• [EXCERPT TO READ]:
┏━━

Substrate Impact on the Structure and Electrocatalyst Properties of Molybdenum Disulfide for HER from Water

Abstract

It is expected that utilization of molybdenum disulfide (MoS₂)-based nanostructured electrocatalysts might replace the Pt-group electrodes most effectively applied for hydrogen evolution reaction from water. Therefore, in the past two decades, various approaches have been reported for fabrication of nanostructured MoS₂-based catalysts, but their applications in practice are still missing due to lower activity and stability. We envisaged that the knowledge about the peculiarities of MoS₂ nanoplatelets attachment to various conductive substrates by hydrothermal processing could be helpful for fabrication of more active and stable working electrodes. Therefore, in this study, the hydrothermal syntheses at the Mo, Ti, Al, anodized Ti, and hydrothermally designed titanium suboxide substrates were performed; the electrodes obtained were characterized; and hydrogen evolution reaction (HER) activity was tested. In this way, MoS₂-based HER catalyst possessing a surprising stability and a low Tafel slope was designed via attachment of nanoplatelet-shaped MoS₂ species to the nanotube-shaped anatase-TiO₂ surface.

┗━━

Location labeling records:
┏━━

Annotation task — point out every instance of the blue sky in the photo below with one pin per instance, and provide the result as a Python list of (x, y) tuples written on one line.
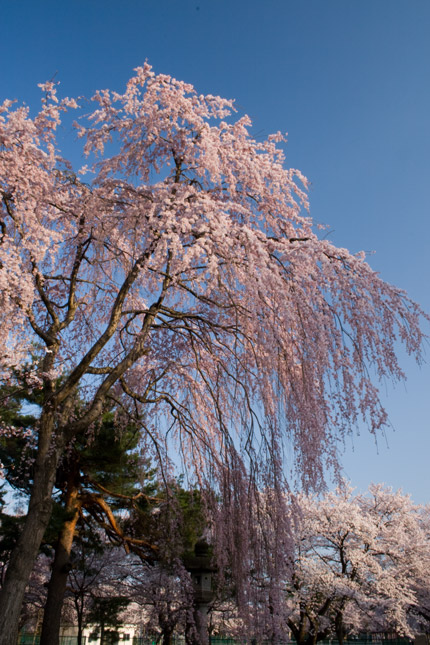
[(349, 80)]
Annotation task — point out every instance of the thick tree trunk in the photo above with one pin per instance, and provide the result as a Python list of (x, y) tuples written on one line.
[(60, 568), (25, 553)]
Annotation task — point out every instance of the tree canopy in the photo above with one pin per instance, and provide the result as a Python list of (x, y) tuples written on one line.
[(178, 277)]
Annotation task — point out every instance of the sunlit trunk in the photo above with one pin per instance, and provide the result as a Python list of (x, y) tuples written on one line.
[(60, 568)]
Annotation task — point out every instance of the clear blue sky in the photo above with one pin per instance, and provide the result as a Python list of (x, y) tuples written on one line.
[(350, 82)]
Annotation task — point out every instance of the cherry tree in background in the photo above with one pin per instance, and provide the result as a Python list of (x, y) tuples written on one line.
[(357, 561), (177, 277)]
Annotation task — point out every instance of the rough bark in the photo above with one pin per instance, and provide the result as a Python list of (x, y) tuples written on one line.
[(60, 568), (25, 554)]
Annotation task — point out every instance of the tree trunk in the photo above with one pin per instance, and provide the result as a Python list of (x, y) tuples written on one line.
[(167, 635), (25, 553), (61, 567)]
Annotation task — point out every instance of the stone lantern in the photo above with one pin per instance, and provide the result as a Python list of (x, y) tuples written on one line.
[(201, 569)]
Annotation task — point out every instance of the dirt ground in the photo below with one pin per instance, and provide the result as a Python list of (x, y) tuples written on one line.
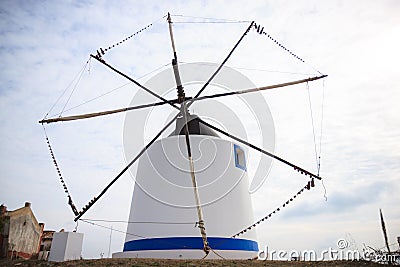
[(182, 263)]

┗━━
┏━━

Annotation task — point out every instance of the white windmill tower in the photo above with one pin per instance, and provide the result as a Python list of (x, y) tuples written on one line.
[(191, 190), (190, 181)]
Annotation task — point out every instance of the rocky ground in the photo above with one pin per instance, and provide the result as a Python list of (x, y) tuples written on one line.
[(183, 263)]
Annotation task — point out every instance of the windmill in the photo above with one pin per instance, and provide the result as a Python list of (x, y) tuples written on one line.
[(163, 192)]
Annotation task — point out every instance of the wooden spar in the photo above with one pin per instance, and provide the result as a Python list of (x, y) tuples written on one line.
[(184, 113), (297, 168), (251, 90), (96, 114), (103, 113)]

┗━━
┏━━

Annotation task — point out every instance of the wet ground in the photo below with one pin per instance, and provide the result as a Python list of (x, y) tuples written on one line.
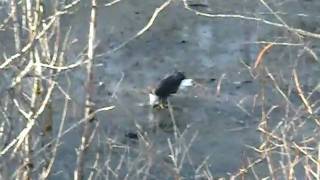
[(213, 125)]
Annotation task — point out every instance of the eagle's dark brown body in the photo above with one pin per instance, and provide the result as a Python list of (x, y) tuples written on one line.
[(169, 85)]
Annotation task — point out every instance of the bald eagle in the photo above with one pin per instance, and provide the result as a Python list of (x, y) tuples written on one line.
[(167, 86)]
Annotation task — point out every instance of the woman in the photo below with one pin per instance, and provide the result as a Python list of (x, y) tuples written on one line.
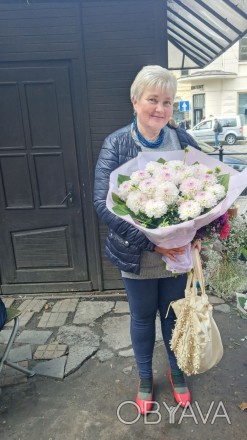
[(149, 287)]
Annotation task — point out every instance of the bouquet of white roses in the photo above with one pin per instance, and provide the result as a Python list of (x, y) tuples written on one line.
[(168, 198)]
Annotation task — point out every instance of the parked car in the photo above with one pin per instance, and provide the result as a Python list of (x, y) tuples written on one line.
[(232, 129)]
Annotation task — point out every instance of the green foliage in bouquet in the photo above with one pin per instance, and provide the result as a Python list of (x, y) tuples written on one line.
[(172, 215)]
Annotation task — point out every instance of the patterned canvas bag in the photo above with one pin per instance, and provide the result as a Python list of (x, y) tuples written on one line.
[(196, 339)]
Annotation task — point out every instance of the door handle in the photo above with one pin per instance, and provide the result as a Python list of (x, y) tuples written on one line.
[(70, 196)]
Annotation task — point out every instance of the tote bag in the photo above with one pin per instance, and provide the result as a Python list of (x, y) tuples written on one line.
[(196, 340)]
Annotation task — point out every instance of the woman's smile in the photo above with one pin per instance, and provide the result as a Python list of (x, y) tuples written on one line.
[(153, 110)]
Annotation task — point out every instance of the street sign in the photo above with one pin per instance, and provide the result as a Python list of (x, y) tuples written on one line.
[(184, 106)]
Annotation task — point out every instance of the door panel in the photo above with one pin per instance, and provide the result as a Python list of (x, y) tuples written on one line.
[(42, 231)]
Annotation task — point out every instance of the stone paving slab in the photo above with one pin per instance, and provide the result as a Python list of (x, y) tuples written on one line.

┗━━

• [GIVEN EXERCISE]: Please state which substrates the molybdenum disulfide abstract lists for the hydrothermal syntheses.

• [RESULT]: Mo, Ti, Al, anodized Ti, and hydrothermally designed titanium suboxide substrates.